• _Task prompt_: Lines that include the word "below" should be copied from the listing that follows.

* * * * * * * * *

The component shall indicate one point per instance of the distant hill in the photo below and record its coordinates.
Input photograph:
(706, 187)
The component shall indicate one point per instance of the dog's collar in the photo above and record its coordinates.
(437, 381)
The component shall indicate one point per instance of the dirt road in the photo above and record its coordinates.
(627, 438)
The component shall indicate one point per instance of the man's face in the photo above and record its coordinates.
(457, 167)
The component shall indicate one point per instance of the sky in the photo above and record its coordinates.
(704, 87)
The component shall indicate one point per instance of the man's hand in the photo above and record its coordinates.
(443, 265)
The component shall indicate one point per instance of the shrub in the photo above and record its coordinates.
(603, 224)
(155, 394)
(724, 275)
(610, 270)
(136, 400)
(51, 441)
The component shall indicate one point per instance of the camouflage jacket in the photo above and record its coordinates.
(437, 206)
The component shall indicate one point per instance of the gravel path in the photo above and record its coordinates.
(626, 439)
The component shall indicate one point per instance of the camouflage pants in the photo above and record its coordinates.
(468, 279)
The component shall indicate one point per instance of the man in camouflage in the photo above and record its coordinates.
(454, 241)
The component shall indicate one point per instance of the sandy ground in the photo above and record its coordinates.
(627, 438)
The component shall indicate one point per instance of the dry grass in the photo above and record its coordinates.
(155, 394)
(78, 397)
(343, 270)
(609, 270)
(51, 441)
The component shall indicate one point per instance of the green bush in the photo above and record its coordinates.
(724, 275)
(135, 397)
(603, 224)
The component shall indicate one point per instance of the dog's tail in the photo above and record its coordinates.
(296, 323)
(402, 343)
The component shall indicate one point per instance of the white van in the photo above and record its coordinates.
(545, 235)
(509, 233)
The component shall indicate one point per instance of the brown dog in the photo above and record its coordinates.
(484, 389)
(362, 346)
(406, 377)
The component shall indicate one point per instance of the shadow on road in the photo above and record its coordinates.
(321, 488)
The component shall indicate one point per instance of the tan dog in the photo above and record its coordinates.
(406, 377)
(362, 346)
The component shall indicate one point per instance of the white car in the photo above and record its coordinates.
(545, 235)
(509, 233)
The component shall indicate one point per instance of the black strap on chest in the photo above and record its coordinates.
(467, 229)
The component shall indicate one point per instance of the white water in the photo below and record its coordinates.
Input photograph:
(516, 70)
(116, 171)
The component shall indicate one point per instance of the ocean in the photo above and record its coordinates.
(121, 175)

* * * * * * * * *

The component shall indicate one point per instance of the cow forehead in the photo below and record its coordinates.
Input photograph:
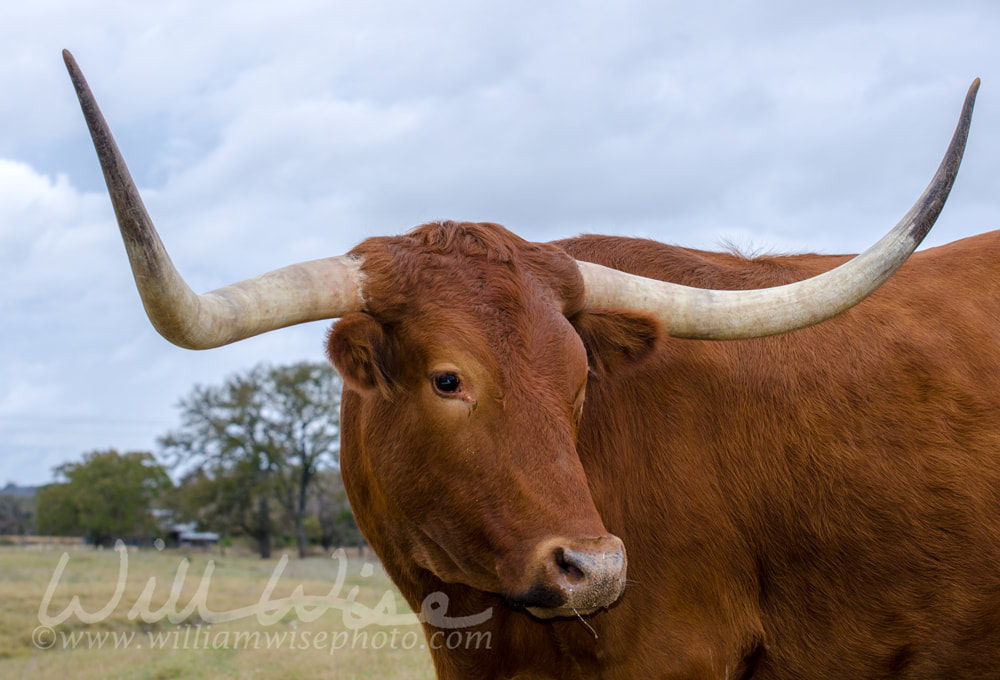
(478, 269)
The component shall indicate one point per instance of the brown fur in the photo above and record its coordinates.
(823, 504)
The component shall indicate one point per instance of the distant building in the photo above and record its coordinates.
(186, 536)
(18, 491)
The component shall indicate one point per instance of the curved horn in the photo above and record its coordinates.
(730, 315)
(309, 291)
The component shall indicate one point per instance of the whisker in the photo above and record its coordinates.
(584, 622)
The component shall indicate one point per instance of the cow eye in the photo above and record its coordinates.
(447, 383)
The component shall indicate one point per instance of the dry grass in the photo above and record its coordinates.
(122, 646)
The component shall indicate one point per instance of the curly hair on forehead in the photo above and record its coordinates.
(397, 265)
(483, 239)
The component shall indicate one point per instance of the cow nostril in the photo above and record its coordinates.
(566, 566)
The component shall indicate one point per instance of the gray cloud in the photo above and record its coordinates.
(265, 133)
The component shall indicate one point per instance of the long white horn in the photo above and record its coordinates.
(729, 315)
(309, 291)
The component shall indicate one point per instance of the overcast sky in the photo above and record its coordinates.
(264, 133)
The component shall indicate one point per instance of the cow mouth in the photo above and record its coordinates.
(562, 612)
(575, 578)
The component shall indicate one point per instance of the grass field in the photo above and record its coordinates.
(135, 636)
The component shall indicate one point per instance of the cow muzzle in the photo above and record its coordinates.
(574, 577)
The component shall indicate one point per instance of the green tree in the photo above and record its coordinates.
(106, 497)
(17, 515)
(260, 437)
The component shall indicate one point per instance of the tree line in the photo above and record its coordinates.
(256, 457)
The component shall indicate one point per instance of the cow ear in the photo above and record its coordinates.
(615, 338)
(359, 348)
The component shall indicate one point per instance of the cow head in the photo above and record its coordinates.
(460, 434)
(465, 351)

* * * * * * * * *

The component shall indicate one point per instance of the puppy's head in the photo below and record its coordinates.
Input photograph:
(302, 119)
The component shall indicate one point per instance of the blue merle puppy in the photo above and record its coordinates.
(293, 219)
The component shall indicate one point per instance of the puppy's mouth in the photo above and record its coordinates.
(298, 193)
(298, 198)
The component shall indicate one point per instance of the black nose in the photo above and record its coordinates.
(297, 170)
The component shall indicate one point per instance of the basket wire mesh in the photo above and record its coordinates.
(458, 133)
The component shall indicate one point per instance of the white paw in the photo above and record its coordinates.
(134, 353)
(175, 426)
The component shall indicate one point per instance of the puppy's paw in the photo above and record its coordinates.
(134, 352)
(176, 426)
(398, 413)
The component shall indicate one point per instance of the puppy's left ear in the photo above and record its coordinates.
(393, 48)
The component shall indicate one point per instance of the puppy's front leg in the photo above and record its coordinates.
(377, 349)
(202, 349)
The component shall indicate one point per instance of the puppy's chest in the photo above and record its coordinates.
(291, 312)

* * * * * * * * *

• _Reply to the exercise_:
The component shall indicate one point per instance of the distant hill in the photo below and record its coordinates.
The component shall indicate one point per instance of the white water in the photo below and record its coordinates.
The component shall indicate one point per instance of the cow forehead in the photo below and record its coordinates.
The component shall indicate one point per instance of the puppy's head in the photo below and record its coordinates.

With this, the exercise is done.